Point localization data

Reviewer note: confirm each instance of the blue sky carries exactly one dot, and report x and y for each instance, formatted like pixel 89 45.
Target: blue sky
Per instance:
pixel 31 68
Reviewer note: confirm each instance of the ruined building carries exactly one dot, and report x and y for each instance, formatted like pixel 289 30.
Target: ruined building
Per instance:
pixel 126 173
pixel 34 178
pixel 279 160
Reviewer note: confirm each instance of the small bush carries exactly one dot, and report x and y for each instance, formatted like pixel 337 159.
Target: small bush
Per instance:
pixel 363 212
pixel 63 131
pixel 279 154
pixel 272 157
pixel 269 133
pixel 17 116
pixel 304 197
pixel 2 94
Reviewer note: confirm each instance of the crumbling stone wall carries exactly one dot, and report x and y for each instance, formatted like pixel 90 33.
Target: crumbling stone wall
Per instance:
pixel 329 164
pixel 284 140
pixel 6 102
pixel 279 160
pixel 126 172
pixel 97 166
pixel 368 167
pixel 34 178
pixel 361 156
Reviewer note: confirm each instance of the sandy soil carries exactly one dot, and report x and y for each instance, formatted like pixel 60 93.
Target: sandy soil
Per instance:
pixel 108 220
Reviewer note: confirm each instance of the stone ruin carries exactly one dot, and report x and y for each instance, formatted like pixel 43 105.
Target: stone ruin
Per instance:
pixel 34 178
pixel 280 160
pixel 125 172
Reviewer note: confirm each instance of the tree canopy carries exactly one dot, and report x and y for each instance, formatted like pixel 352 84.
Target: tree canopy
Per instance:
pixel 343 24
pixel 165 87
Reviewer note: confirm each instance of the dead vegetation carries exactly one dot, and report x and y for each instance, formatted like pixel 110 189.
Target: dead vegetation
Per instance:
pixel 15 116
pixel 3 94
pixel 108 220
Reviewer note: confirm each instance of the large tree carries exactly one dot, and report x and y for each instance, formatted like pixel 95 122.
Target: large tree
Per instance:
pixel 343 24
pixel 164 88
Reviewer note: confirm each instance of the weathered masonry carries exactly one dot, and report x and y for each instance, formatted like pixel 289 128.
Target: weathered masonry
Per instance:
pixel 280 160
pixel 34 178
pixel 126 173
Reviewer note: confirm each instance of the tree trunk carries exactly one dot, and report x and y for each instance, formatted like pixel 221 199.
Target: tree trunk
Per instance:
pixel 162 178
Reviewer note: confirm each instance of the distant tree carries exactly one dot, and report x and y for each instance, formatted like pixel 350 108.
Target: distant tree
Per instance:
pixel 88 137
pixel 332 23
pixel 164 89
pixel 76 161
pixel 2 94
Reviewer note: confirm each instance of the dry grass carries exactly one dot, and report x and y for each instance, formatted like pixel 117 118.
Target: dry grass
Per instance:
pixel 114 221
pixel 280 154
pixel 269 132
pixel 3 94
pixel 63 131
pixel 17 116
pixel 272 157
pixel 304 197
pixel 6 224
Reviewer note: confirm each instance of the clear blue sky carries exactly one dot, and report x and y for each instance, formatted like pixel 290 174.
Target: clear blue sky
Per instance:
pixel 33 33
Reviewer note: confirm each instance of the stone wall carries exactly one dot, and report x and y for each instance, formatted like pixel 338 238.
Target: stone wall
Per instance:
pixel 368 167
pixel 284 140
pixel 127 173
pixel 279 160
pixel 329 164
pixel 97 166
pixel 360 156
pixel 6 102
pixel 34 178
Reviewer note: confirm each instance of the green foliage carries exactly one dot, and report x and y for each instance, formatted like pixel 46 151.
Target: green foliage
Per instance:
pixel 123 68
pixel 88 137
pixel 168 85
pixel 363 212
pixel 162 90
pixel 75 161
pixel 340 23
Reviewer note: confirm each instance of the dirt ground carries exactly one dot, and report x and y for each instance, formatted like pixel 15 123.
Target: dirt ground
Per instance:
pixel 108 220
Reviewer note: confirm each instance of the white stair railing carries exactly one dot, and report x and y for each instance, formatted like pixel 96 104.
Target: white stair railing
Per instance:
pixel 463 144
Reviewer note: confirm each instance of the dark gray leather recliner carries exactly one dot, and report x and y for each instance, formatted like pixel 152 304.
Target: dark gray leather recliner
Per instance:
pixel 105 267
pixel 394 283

> [What you are asked to do] All entries above are to be transcribed verbatim.

> [Answer section]
Reviewer note: confirm each instance of the blue sky carries exactly one dot, and report x and y for each instance, formatted like pixel 89 45.
Target: blue sky
Per instance:
pixel 31 68
Reviewer note: confirm each instance of the ruined building carries exactly one dot, and report x and y for each instance, formatted like pixel 289 30.
Target: ruined building
Per instance:
pixel 126 173
pixel 34 178
pixel 279 160
Reviewer note: confirm each instance of the small bush carries exactly one dot, and report x and y for each instance, formatted like pixel 337 159.
Target: small bush
Per instance:
pixel 363 212
pixel 63 131
pixel 279 154
pixel 272 157
pixel 269 133
pixel 17 116
pixel 304 197
pixel 2 94
Reviewer note: confirm each instance of the crumbling stone wall carries exactly one dot, and report x and y for each instance, formatted like pixel 90 33.
Target: crumbling stone wall
Per instance:
pixel 329 164
pixel 284 140
pixel 6 102
pixel 279 160
pixel 126 172
pixel 97 166
pixel 368 167
pixel 34 178
pixel 361 156
Reviewer note: confirm each instance of the sandy soil carries exactly one dot, and report x and y for each instance, formatted like pixel 60 93.
Target: sandy soil
Per instance:
pixel 108 220
Reviewer note: confirm each instance of the stone ruin carries exactly one dot, and report x and y for each instance, formatted like pixel 43 105.
Target: stone ruin
Per instance:
pixel 34 178
pixel 280 160
pixel 125 172
Reviewer note: confirm each instance of the tree canopy carries exactly one dot, and report x and y for each instance, formatted like pixel 352 84.
Target: tree canopy
Per instance:
pixel 343 24
pixel 165 87
Reviewer note: confirm each instance of the dead vegetation carries exactly one dot, and report x and y for each instance, formatted like pixel 110 189.
Target: dead vegetation
Per instance:
pixel 15 116
pixel 3 94
pixel 108 220
Reviewer note: confirm each instance of the large tree carries exactly one dot, and report x and y for each instance, formatted like pixel 95 122.
Target: large tree
Per instance:
pixel 343 24
pixel 164 88
Reviewer note: confirm each instance of the weathered masonry carries exactly one dot, and report x and y for each instance, formatted like pixel 289 128.
Target: weathered masonry
Per instance:
pixel 280 160
pixel 34 178
pixel 126 173
Reviewer note: confirm each instance of the tree trunk carries exactly one dot, and report x and y for each instance, formatted like pixel 221 199.
Target: tree trunk
Per instance:
pixel 162 178
Reviewer note: confirm each instance of the distant tree carries exactly one dot, and report x and y for each instance, formatted like pixel 350 108.
Target: distant tree
Per instance:
pixel 88 137
pixel 332 23
pixel 164 89
pixel 76 161
pixel 2 94
Reviewer note: confirm each instance of the dry grass carries exactly one dot, and report x and y for each instance, formatted like pixel 117 118.
Target: dry grass
Per instance:
pixel 114 221
pixel 280 154
pixel 269 132
pixel 3 94
pixel 63 131
pixel 17 116
pixel 272 157
pixel 304 197
pixel 6 224
Reviewer note: confirm each instance of the clear blue sky carries exactly one dot, and report x and y for each instance, formatted like pixel 290 174.
Target: clear blue sky
Per instance:
pixel 33 33
Reviewer note: confirm each instance of the stone wall carries exactly one dot, and report x and y for each instance, formatted like pixel 338 238.
Target: stone wall
Per instance:
pixel 368 167
pixel 284 140
pixel 127 173
pixel 279 160
pixel 329 164
pixel 97 166
pixel 360 156
pixel 6 102
pixel 34 178
Reviewer note: confirm each instance of the green foliage carries exactly one dot, and report x and y for each instance, formatted like pixel 46 151.
Target: green foliage
Per instance:
pixel 123 68
pixel 88 137
pixel 168 85
pixel 363 212
pixel 162 90
pixel 75 161
pixel 340 23
Reviewer note: confirm each instance of the dirt ground carries exactly one dot, and report x and y for each instance, formatted like pixel 15 123.
Target: dirt ground
Per instance:
pixel 108 220
Reviewer note: confirm each instance of the white stair railing carries exactly one dot, and report x and y for each instance, formatted like pixel 96 104.
Target: white stair railing
Per instance:
pixel 463 144
Reviewer note: confirm each instance of the dark gray leather recliner carries exactly one dot, and report x and y for each instance, formatted like pixel 152 304.
Target: dark gray leather recliner
Per instance:
pixel 105 267
pixel 394 283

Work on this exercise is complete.